PROBLEM: Each record below needs to be set down again exactly.

PROVIDED DATA:
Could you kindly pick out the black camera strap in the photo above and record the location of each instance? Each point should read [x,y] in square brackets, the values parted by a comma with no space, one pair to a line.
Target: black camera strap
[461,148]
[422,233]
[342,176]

RESULT FOR THIS TASK:
Could you kindly pick out the black camera strap in the photo above and record the location of each instance? Each point should read [x,y] in square brackets, the values parted by a comma with no space, one pair to a line.
Target: black camera strap
[461,148]
[422,233]
[342,176]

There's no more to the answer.